**TASK A**. List everything the South Side column says the recent violent, late-night incidents have done.
**TASK B**. Carry on the column about the South Side from its last sentence.

**TEXT BLOCK**.

Perspectives: The South Side Needs More Than Just Bars
As weekend conditions in the neighborhood worsen, part of the problem can be linked to the lack of non-drinking activities.
It is unfortunately time to continue my ongoing series, “Here’s What I Think Is Going On With the South Side.” This unintentional recurring feature, which I began with the parking column and later expanded with a these-darn-kids column, spotlights how the conditions on several nettlesome blocks of East Carson Street just will not get to a point where anyone is happy with them.
Sadly, we find ourselves back at this point after a series of violent, late-night incidents that have made headlines, enraged residents, caused ample city concern and most importantly led to serious injuries and deaths. To a certain degree, this is part of a worrying uptick in gun violence nationwide as nightlife returns after the vaccine rollout; furthermore, unnecessary and preventable gun violence in America is a depressing fact of life.
There’s more, however, to the recent outbreak of shootings on and around East Carson than those nationwide trends. Something has changed in the mood when the crowds arrived; there is a feeling of uncontrolled danger in the neighborhood, where once the weekend revels were a nuisance and little more. Put simply: It didn’t used to be like this.
It takes a lot of study and even more pragmatism to try and get a full picture of a problem such as this; there’s no one explanation. The city’s first move toward a fix was yet more traffic restrictions on East Carson, as if the violence — much of which has occurred well off of the main thoroughfare, by the way — was stemming from sidewalk space and parking disputes. I certainly don’t mind keeping more cars out of an area that is, essentially, one big bar on Friday and Saturday nights; it does not, however, take a close look to determine that isn’t going to solve the issue.

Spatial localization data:
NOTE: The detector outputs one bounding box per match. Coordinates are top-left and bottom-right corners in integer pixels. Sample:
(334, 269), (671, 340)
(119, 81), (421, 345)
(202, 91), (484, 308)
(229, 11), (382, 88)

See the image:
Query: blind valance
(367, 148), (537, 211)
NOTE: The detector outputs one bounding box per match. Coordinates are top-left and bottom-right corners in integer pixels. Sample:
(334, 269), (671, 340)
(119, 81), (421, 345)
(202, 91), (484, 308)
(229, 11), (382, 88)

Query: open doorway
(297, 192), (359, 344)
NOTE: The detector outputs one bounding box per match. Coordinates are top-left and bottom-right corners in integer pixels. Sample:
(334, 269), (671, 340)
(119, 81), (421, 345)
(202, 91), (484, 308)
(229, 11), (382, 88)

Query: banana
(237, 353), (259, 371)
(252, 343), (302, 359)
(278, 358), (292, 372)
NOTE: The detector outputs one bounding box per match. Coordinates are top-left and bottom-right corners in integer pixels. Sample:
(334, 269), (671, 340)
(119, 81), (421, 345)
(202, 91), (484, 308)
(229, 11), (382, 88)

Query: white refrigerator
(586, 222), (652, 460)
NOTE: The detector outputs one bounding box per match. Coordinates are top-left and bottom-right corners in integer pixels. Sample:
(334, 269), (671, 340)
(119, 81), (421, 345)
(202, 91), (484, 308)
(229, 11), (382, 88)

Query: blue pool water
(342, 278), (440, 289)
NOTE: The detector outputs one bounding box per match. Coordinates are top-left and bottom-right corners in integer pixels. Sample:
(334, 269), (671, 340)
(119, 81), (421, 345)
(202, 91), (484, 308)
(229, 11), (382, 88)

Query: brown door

**ANSWER A**. They have made headlines, enraged residents, caused ample city concern, and led to serious injuries and deaths.

**ANSWER B**.
An overlooked factor, I believe, is playing into the current state of affairs: A critical part of the neighborhood is missing. As anyone can see, the bars on the South Side are very much back in action; few if any of the rowdiest establishments were permanently shuttered by the pandemic, and a few new ones have even sprung up over the last year.
But what has gone away? Most things that aren’t bars.
The permanent closure last year of the Rex Theater left a gap in the middle of East Carson; as of yet, the site sits empty. (A new concert hall is set to open up this fall.) The Southside Works movie theater shut down for good just as the pandemic hit. Club Cafe will be back soon, but hasn’t yet reopened; the same is true of City Theatre, which ran performances off-site but has not operated in its South Side home since March 2020.
The bars, and their attendant crowds, are back. The other stuff either isn’t back yet or won’t be back. There are very few evening activities luring folks to the South Side — with a nod to the very solid free programming happening in the Southside Works — other than the appeal of drinking, and drinking heavily.
The presence of non-alcoholic activities tends to mitigate some of the effects of big, rowdy crowds; there’s a bit of a chilling effect on inebriated boisterousness when a group of theatergoers or some kids heading for a concert passes down the street. Moreover, every bit of real estate taken up by other stuff is space that won’t be dedicated to yet another new bar, or the expansion of a nuisance establishment.
The South Side, like all neighborhoods, needs more than just watering holes to thrive. The current gun violence epidemic won’t be fixed by adding concerts and theater into a few blocks of Pittsburgh; even if these elements return, we’ll probably still have a problem. But the lack of such activities is probably hurting.
Rather than futile traffic routing, the city and South Side residents (as well as the South Side Chamber of Commerce) should put efforts into making sure that there’s more to the neighborhood than overpriced beer in overrated bars. It won’t be a panacea, but it’ll be more than welcome.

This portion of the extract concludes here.